*** Data to use Section Begins ***

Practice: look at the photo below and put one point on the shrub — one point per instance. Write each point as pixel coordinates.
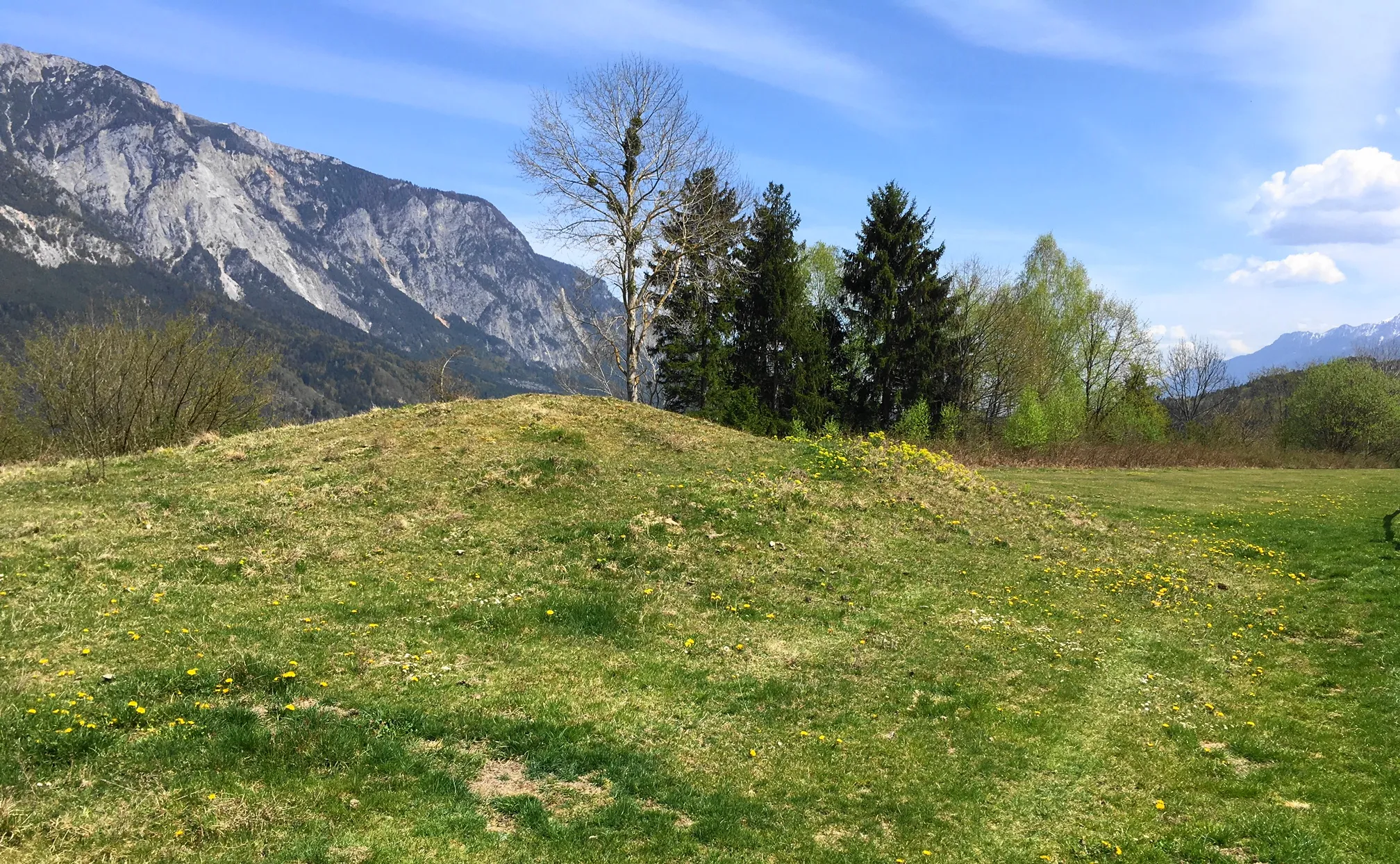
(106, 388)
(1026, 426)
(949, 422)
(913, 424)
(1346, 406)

*** Data to use Section Ends ***
*** Data to use Section Begins ***

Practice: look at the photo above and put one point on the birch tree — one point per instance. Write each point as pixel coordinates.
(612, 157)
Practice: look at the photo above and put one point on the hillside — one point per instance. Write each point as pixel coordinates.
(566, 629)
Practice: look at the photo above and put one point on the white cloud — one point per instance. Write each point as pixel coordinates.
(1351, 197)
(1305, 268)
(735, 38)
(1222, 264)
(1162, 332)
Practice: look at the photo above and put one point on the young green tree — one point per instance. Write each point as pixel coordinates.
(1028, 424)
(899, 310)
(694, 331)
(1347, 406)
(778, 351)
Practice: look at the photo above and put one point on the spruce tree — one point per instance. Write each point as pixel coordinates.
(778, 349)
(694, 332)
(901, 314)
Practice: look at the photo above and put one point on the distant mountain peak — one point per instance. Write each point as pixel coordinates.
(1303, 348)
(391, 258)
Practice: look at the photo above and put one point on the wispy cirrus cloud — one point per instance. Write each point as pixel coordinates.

*** Data to use Section Ends ***
*** Data to use Section Begins ***

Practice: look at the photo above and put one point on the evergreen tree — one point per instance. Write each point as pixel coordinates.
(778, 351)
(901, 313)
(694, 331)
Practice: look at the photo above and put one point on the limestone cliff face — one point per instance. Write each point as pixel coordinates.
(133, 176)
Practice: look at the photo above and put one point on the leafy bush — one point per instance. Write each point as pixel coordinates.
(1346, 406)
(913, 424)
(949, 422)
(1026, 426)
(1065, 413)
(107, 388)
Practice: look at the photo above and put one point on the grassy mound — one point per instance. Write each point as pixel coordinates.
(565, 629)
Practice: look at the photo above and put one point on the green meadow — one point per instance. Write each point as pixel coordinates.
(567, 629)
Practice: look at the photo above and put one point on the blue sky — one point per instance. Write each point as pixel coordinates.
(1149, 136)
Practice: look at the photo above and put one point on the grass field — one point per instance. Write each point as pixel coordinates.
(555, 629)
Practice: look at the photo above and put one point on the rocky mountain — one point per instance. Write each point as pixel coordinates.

*** Data to use Section Ends ***

- **Directions for this task**: Extract exactly and only the lines above from the line containing "on the evergreen" through the line containing "on the rocky", both end lines included.

- **Task result**:
Practice: look at the photo above and put one point on the evergreen tree — one point per instance. Write each point as pixel coordinates.
(778, 351)
(901, 313)
(694, 331)
Practice: look at the photo above and put one point on the limestone cliff face — one point per instance. Write each point as pixel coordinates.
(133, 176)
Practice: look at the photo above and put one point on the leafy bush — one point per instance. Write each point as pixel coordinates.
(1346, 406)
(913, 424)
(949, 422)
(1026, 426)
(1065, 413)
(107, 388)
Practice: look at the photo above and put one point on the grassy mound — one point per instance. Write each point as pixel coordinates.
(565, 629)
Practice: look at the photo above and put one point on the green meadow — one point per instance. Write each point as pixel coordinates.
(567, 629)
Practice: look at the photo above and put one point on the blue sky — one point per instance. Write each point as pixel coordinates.
(1149, 136)
Practice: look at the photo above and put one point on the grass field — one point per instance. Write each point as pixel coordinates.
(555, 629)
Practice: look at the photo above and put one point on the rocky mountain — one point per instance. Write each point as pixel coordinates.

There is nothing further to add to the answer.